Do this: Rewrite the entries below so that "annotate" becomes "mark" wherever it occurs, keeping everything else the same.

The input:

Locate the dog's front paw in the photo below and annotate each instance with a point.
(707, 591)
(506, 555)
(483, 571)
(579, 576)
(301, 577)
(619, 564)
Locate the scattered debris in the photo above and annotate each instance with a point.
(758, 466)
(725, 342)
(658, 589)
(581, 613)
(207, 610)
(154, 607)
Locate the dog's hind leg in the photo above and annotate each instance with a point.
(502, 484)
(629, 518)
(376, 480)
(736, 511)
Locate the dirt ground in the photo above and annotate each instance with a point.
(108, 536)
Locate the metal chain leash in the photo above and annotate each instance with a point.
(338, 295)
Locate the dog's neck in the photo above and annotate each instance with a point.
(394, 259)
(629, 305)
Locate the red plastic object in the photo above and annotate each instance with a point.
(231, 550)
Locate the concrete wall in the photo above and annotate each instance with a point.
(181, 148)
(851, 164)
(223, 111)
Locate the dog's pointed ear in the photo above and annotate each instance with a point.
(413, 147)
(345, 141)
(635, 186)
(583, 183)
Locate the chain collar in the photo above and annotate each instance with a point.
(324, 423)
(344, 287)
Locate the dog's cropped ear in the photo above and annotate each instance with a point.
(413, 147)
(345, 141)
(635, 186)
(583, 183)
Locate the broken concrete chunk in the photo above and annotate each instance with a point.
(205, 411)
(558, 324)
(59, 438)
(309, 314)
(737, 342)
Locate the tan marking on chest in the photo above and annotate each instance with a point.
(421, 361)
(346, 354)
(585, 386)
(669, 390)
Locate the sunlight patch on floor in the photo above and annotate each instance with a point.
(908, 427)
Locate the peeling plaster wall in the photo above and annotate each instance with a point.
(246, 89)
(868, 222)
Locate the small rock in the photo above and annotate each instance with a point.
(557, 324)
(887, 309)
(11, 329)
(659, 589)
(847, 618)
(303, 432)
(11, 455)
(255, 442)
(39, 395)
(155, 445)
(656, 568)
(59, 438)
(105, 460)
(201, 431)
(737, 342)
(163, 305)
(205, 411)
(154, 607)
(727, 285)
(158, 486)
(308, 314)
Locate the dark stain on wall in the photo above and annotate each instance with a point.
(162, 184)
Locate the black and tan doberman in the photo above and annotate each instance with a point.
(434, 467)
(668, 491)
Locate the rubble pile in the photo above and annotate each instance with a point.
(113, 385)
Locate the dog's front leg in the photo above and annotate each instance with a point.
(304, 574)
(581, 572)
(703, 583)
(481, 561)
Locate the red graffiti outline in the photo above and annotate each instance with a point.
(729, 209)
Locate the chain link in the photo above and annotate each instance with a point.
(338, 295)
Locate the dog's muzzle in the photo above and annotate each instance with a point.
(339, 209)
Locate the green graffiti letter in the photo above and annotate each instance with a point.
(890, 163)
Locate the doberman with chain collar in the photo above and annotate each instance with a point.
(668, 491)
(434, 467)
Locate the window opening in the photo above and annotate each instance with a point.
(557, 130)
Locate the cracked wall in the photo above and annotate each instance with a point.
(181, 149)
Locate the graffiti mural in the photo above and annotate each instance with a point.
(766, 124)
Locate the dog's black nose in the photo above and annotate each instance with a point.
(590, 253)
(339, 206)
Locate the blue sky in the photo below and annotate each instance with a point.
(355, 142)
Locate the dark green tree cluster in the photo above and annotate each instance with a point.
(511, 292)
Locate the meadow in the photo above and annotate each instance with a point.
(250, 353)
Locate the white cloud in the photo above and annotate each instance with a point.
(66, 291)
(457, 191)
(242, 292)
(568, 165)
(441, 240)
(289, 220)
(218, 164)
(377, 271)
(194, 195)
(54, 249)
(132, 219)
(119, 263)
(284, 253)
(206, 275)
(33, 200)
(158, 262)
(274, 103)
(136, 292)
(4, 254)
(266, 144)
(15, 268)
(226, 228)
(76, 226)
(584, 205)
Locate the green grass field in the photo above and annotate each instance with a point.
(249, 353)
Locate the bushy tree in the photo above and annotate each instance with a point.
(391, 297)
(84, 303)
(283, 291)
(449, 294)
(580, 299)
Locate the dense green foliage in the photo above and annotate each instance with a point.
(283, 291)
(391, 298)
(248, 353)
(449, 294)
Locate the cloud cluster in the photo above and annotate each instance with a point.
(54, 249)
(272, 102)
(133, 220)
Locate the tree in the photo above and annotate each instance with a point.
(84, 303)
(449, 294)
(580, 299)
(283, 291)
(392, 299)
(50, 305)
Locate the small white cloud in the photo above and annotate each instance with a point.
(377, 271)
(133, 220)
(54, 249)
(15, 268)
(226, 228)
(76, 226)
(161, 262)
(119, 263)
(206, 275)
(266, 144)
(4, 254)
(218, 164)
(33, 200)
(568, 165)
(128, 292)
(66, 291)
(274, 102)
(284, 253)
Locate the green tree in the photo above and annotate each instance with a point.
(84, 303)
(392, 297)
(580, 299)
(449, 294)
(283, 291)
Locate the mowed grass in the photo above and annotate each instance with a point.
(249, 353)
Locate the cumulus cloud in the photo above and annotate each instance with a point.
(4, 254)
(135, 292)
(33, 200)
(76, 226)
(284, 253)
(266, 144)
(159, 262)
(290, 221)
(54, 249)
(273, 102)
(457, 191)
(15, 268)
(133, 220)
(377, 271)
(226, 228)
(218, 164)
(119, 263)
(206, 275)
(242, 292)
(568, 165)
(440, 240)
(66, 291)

Completed exercise:
Locate the dog's front paw in the photo below and mark each instance with a point.
(707, 591)
(506, 555)
(483, 571)
(579, 576)
(301, 577)
(619, 564)
Locate the scattered debris in the photo above and mark each instance with a point.
(758, 466)
(725, 342)
(658, 589)
(581, 613)
(207, 610)
(154, 607)
Locate the dog's hind leg in the photo above and mark each instance with a point.
(502, 484)
(629, 518)
(376, 480)
(736, 511)
Locate the dirt ground in the photo above and mark each instance with a point.
(108, 536)
Locate the metal chain leash in the photo above and mark each instance with a point.
(338, 295)
Locate the dog's neck in the photo above and mark each instance with a point.
(394, 259)
(629, 305)
Locate the red plastic object in the photo above and mark each instance with a point.
(231, 550)
Locate the concrete wall in the photo above and mark each instance with a point.
(181, 148)
(851, 164)
(223, 111)
Locate the dog's pointed ear in the photo above and mark each instance with a point.
(413, 147)
(345, 141)
(635, 186)
(583, 183)
Locate the chain collar in the photo above and mark each instance with a point.
(324, 423)
(344, 287)
Locate the dog's cropped ear in the photo above and mark each instance with a point.
(413, 147)
(345, 141)
(635, 186)
(583, 183)
Locate the broken concrete chunk in the photo above and mark each instance with a point.
(205, 411)
(558, 324)
(59, 438)
(309, 314)
(737, 342)
Locate the tan marking on chest in the photo above and mark each instance with a point.
(421, 361)
(346, 354)
(585, 386)
(669, 390)
Locate the sunlight patch on floor in the photo above and mark each instance with a point.
(908, 427)
Locate the peeling plaster wall in the photo above and mark each instance with a point.
(246, 89)
(868, 222)
Locate the small rock in the photo above and mark each instance with a point.
(557, 324)
(887, 309)
(11, 329)
(659, 589)
(847, 618)
(303, 432)
(11, 455)
(255, 442)
(39, 395)
(155, 445)
(656, 568)
(59, 438)
(105, 460)
(201, 431)
(737, 342)
(163, 305)
(205, 411)
(154, 607)
(727, 285)
(158, 486)
(308, 314)
Locate the dark stain on wall in the photo above and mark each instance with a point.
(162, 184)
Locate the black and tan doberman in the photo above and mark each instance with a point.
(434, 467)
(668, 491)
Locate the rubble pile in the photo above and mark each instance with a point.
(113, 385)
Locate the dog's front leg in the photo above and mark each instance with a point.
(304, 574)
(581, 572)
(703, 583)
(481, 561)
Locate the red graffiti outline in the photo above and mark each instance with a point.
(729, 209)
Locate the chain link in the photo above and mark each instance with a point.
(338, 295)
Locate the dog's muzzle in the photo above and mark each instance with a point.
(339, 209)
Locate the green graffiti letter in the photo above and mark each instance with a point.
(890, 163)
Locate the doberman with chain collar in the photo above and mark each instance with a point.
(668, 491)
(434, 467)
Locate the window opening in the photo above and mark each instance with a point.
(557, 130)
Locate the cracked wall in the photo above and mark each instance with a point.
(181, 149)
Locate the graffiti mural in the photo above and mark each instance with a point.
(766, 124)
Locate the dog's black nose in the photo above and mark each instance with a point.
(590, 253)
(339, 206)
Locate the blue sky in the photo below and mark each instance with a point.
(355, 142)
Locate the dark green tree cluster in the photo above and mark each instance with a point.
(511, 292)
Locate the meadow in the photo above and mark each instance with a point.
(250, 353)
Locate the white cloud in the photo above and mark each instance with a point.
(66, 291)
(457, 191)
(242, 292)
(568, 165)
(441, 240)
(289, 220)
(218, 164)
(377, 271)
(194, 195)
(54, 249)
(132, 219)
(119, 263)
(284, 253)
(206, 275)
(33, 200)
(158, 262)
(274, 103)
(136, 292)
(4, 254)
(266, 144)
(15, 268)
(226, 228)
(76, 226)
(584, 205)
Locate the green grass field in the photo above and mark each instance with a point.
(249, 353)
Locate the bushy tree in the photo above and mark each instance with a point.
(391, 297)
(84, 303)
(283, 291)
(449, 294)
(580, 299)
Locate the dense green foliage in the photo above and mark each instance with a point.
(283, 291)
(391, 298)
(248, 353)
(449, 294)
Locate the cloud cluster in the photo above and mark each instance with a point.
(54, 249)
(272, 102)
(133, 220)
Locate the tree in the photo above and mark each instance with a point.
(84, 303)
(449, 294)
(580, 299)
(283, 291)
(392, 299)
(50, 305)
Locate the small white cloud in the photo above and mark each instance with a point.
(377, 271)
(133, 220)
(54, 249)
(15, 268)
(226, 228)
(76, 226)
(161, 262)
(119, 263)
(206, 275)
(266, 144)
(4, 254)
(218, 164)
(33, 200)
(568, 165)
(128, 292)
(66, 291)
(274, 102)
(284, 253)
Locate the green tree in the photo above and mark each instance with a point.
(84, 303)
(392, 297)
(580, 299)
(449, 294)
(283, 291)
Locate the mowed grass in the photo above and mark each instance with a point.
(249, 353)
Locate the cumulus cloud in the photo above and mark each instance with a point.
(4, 254)
(135, 292)
(33, 200)
(76, 226)
(284, 253)
(266, 144)
(159, 262)
(290, 221)
(54, 249)
(273, 102)
(457, 191)
(15, 268)
(133, 220)
(377, 271)
(226, 228)
(218, 164)
(119, 263)
(206, 275)
(242, 292)
(568, 165)
(440, 240)
(66, 291)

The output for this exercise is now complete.